▶ Material provided:
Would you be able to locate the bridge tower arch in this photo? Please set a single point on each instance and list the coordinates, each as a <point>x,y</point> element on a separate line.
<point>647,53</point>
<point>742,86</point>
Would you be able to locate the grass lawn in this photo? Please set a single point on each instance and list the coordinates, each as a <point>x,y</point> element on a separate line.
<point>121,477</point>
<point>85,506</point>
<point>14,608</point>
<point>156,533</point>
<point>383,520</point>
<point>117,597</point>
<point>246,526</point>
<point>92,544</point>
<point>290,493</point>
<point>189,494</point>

▶ Problem details:
All entries must be given again exactly.

▶ Task solution:
Would you be able to locate the bridge tower arch in this photo? Please set a single point on each instance and list the coordinates, each as a <point>x,y</point> element on a separate line.
<point>647,53</point>
<point>742,86</point>
Would you be able to locate the grass lawn in this photo? Please set a single point on each instance and list the coordinates, each as a <point>x,y</point> element on a separate line.
<point>121,477</point>
<point>85,506</point>
<point>14,608</point>
<point>156,533</point>
<point>383,520</point>
<point>117,597</point>
<point>246,526</point>
<point>92,544</point>
<point>290,493</point>
<point>189,494</point>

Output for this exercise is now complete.